Problem 1:
Retype the part of the Westword article on John Ashton starting at "Ashton’s Dearly Departed" and ending at "also available streaming.".
Problem 2:
In the Westword article on John Ashton, why does he describe the answers the three adult children in Before You Go have found as tentative?

Page excerpt:
This article originally appeared in Westword.
John Ashton is well known in the Denver theater world and has worn many hats: actor, director, playwright and impresario. He ran the cozy, late-lamented Avenue Theater for several years, and his play Murder Most Fowl was first shown there in 1988. Subsequently, it popped up again and again in venues around town, each time with almost entirely the same cast of comic actors and each time arousing roars of laughter from new audiences as well as numerous faithful fans.
Ashton’s Dearly Departed had a somewhat similar, though shorter, journey. But over the years, he has also directed and acted in serious works — for example, Conor McPherson’s subtle and moody The Seafarer, which was staged by Ashton Entertainment Productions and won a Best of Denver award from Westword.
His latest play, Before You Go, will have its world premiere at Miners Alley from August 27 to September 19. This is the second production of the company’s new season, and it occurs at a time when local companies still feel as if they’re operating on a knife’s edge, unsure of what COVID-19 might do or what new restrictions may be imposed. The company is requiring all audience members to be both masked and vaccinated, and the play is also available streaming.
Ashton says he isn’t entirely sure how many plays he’s written over the years, but he believes this is somewhere around the tenth. “Most of the rest were comedy-murder mysteries like Mystery of the Rainbow Diamond for the Arvada Center,” he says. “And I’ve written at least half a dozen as fundraisers for organizations like the Denver Museum of Nature & Science.”
Before You Go is more serious. “In a general way, it deals with how we all make mistakes — some of them are whoppers,” Ashton says. “It’s about how we often hurt the people we love and how we struggle to forgive ourselves and each other, and how you can do that. It takes courage and letting go of some things.” In the play, three adult children visit their dying mother. One is “a hapless guy who’s never found a niche in his head and heart, the other an atheist priest. There’s their younger sister, who’s had a very rough path but who’s settled down and now is on an even keel. They all have different approaches to life, and have found answers to what they all need, but those answers are all tentative. As answers are. We are all searching for the meaning of life, and most of the answers are subjective.”

Given information:
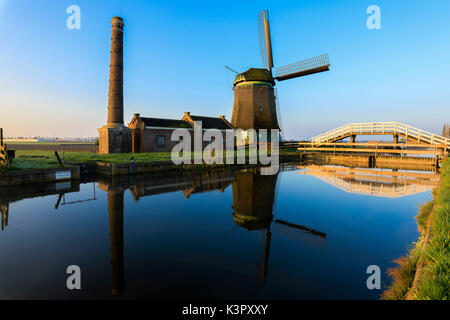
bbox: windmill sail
[275,54,330,81]
[258,10,273,70]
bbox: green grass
[6,150,171,170]
[4,150,296,170]
[382,159,450,300]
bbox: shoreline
[381,159,450,300]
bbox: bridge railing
[311,122,450,147]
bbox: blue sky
[0,0,450,138]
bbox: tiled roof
[189,115,233,130]
[141,117,192,128]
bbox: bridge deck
[311,122,450,150]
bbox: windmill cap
[233,68,275,86]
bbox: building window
[156,136,166,146]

Worked solution 1:
Ashton’s Dearly Departed had a somewhat similar, though shorter, journey. But over the years, he has also directed and acted in serious works — for example, Conor McPherson’s subtle and moody The Seafarer, which was staged by Ashton Entertainment Productions and won a Best of Denver award from Westword.
His latest play, Before You Go, will have its world premiere at Miners Alley from August 27 to September 19. This is the second production of the company’s new season, and it occurs at a time when local companies still feel as if they’re operating on a knife’s edge, unsure of what COVID-19 might do or what new restrictions may be imposed. The company is requiring all audience members to be both masked and vaccinated, and the play is also available streaming.

Worked solution 2:
Ashton says the answers are tentative because answers always are. He adds that we are all searching for the meaning of life and that most of the answers are subjective.